* _Aim_: Find the line that contains "Identify each instance of the red and white lattice". Then set down that line and all the lines after it, to the end of the records, exactly and with nothing added.

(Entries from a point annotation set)
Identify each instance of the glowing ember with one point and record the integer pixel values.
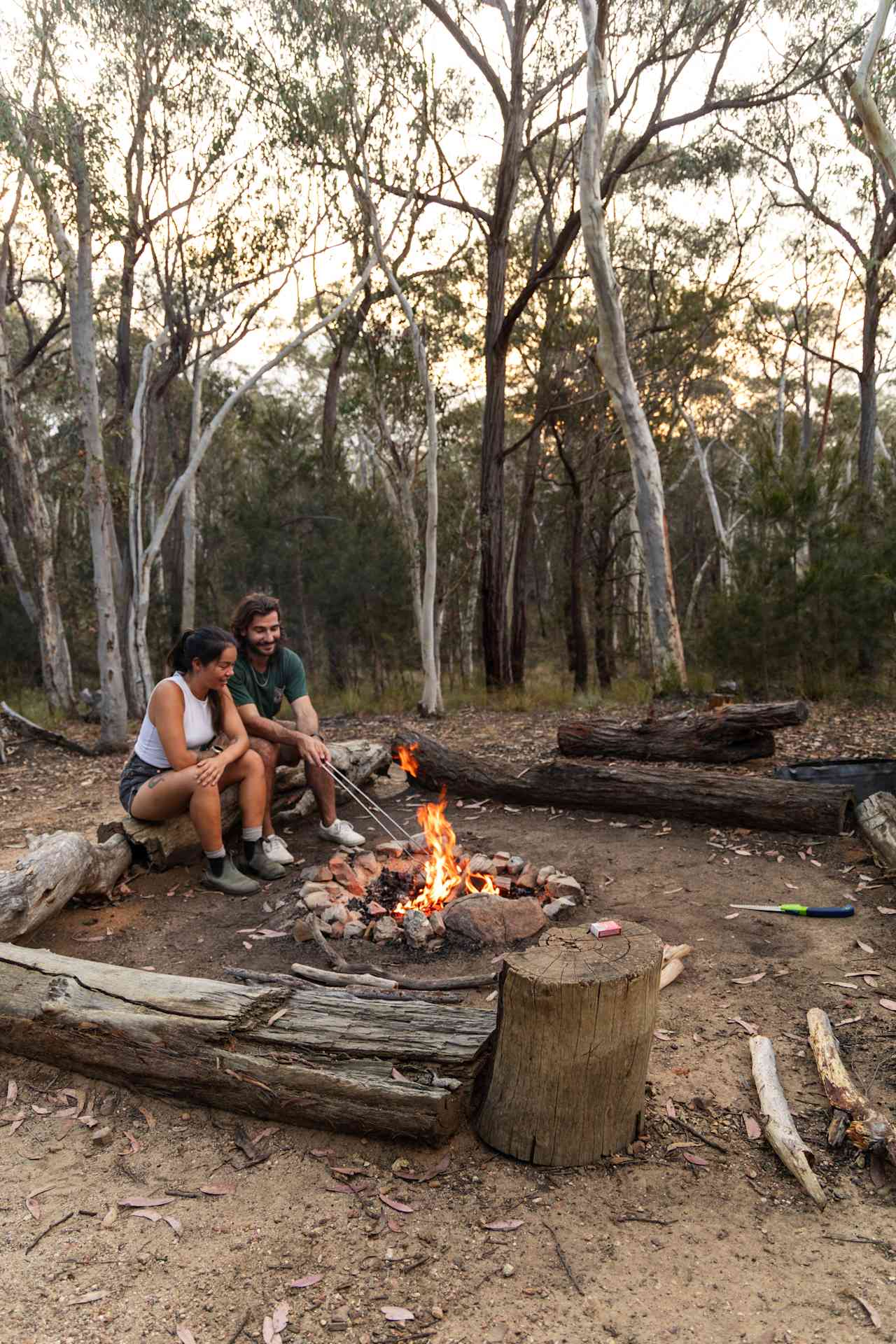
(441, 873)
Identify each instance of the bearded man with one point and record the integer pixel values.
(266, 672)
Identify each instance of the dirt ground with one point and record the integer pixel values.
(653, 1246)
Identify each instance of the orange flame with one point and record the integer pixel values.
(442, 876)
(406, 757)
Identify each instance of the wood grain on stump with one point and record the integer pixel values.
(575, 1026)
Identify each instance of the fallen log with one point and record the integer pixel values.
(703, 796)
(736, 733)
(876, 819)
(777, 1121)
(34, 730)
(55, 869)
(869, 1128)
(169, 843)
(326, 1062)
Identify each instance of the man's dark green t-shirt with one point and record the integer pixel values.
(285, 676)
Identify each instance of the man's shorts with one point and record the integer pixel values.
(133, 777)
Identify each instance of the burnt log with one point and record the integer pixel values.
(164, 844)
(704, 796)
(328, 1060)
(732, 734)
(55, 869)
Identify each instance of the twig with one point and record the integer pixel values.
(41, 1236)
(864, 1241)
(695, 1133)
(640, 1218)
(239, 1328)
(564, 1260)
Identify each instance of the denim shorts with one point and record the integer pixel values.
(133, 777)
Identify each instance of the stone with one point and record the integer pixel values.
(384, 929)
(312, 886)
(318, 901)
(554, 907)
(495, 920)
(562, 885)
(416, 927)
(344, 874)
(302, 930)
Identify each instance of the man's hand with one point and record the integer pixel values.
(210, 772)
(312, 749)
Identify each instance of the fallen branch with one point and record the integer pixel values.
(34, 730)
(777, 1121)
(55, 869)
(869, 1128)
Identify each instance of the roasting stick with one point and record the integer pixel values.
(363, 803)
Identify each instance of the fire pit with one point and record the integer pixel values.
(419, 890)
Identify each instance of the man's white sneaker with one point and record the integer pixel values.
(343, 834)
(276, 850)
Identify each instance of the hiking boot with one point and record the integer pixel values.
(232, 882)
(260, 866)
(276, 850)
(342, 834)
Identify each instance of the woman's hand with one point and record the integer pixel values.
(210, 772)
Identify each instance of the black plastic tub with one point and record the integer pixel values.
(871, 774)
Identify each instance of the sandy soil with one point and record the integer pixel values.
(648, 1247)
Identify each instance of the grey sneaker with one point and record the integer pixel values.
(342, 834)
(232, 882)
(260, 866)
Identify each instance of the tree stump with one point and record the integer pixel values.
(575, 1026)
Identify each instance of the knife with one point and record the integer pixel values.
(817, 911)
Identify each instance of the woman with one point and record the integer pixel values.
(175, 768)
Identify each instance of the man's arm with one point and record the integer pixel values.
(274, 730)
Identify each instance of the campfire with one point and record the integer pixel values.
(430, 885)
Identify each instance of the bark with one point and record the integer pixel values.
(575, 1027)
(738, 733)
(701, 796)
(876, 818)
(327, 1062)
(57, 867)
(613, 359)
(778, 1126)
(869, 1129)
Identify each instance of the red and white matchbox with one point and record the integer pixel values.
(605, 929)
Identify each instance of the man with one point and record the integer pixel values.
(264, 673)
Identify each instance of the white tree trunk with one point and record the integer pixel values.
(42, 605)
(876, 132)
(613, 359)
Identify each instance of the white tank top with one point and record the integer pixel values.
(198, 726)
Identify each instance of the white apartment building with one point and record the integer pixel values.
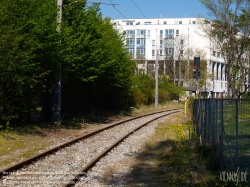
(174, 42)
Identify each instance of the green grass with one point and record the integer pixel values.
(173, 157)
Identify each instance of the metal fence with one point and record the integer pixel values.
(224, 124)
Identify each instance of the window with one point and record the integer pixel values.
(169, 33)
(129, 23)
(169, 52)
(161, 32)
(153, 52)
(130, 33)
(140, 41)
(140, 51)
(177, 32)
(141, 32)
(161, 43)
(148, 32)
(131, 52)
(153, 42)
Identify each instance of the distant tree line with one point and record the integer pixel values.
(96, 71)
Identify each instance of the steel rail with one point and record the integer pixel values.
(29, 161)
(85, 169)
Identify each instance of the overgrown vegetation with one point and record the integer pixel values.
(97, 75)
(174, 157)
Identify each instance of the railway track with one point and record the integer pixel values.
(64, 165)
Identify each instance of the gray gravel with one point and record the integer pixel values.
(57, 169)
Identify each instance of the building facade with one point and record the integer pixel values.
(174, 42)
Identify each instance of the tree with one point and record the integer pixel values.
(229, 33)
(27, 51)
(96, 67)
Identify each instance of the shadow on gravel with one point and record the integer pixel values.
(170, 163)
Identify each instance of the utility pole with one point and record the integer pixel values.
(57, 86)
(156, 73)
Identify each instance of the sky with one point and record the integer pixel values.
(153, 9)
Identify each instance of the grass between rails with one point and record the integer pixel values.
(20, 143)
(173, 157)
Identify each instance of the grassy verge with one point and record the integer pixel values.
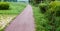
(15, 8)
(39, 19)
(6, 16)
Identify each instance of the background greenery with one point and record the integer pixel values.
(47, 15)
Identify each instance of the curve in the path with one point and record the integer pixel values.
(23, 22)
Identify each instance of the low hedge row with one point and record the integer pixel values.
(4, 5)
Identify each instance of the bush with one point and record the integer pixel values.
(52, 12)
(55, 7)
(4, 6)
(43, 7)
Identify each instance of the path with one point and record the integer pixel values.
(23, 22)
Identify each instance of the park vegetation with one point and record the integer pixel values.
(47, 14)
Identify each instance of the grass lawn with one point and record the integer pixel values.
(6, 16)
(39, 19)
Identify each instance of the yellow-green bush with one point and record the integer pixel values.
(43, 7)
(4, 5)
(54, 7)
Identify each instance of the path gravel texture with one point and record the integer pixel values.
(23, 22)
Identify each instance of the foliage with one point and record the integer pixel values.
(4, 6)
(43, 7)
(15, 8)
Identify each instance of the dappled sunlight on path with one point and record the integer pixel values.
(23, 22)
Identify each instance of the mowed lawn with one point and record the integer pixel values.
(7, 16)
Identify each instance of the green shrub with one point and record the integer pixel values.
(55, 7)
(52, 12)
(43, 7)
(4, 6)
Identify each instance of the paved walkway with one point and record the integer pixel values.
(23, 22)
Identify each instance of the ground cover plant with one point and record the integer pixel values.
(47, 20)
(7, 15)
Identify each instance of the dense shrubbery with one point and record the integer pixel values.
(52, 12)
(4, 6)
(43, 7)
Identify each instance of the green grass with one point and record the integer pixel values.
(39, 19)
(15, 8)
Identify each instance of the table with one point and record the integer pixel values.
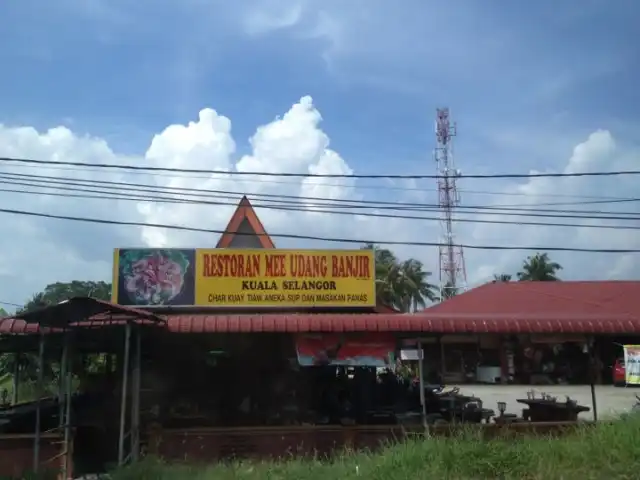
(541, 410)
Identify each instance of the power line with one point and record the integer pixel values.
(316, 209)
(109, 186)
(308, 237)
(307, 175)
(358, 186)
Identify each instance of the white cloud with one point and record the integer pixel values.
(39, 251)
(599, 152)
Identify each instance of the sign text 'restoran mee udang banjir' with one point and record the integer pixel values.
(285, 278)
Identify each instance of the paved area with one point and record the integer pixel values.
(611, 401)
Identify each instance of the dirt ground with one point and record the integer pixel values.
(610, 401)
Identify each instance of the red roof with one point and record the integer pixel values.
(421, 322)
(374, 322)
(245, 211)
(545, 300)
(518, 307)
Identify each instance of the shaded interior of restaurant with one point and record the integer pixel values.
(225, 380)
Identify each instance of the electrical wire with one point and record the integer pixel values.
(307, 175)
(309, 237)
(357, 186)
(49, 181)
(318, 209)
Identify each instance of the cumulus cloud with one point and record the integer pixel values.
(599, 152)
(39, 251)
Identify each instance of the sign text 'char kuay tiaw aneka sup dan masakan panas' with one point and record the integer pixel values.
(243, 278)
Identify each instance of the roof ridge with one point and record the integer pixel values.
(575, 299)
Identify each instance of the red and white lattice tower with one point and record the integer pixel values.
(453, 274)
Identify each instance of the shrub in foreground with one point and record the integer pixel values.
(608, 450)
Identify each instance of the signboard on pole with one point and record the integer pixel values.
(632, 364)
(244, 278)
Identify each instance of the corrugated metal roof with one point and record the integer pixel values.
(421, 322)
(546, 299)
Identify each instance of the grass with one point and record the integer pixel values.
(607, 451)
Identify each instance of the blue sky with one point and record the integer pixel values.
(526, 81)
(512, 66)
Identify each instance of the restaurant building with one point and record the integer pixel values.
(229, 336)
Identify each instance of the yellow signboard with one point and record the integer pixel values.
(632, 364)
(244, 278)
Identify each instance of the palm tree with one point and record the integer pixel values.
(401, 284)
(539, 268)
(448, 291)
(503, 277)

* _Worked answer_:
Identify each instance of the red and white lattice tower with one point and record the integer pixel values.
(453, 274)
Identify each instance of the shrub in foreground with one point and record the integer pixel values.
(608, 450)
Identify each instance of the signboard on pole with one point and record the integer pixel values.
(632, 364)
(244, 278)
Identify each instance of the corrugated metal roof with one point and record the integer pixel values.
(421, 322)
(546, 299)
Identify each instance of the grass with one point and record the integer pixel values.
(607, 451)
Identify each instance of the blue sky with one point and record the integer pixel values.
(526, 81)
(512, 66)
Identify each instance of the restaurant building with one point and record the integer pixel values.
(229, 336)
Identify each instance of the yellow signboard with one point and record the integer pixel values.
(632, 364)
(244, 278)
Identify each instance of the palm tree with one point and record the integer pixel values.
(401, 284)
(539, 268)
(448, 291)
(503, 277)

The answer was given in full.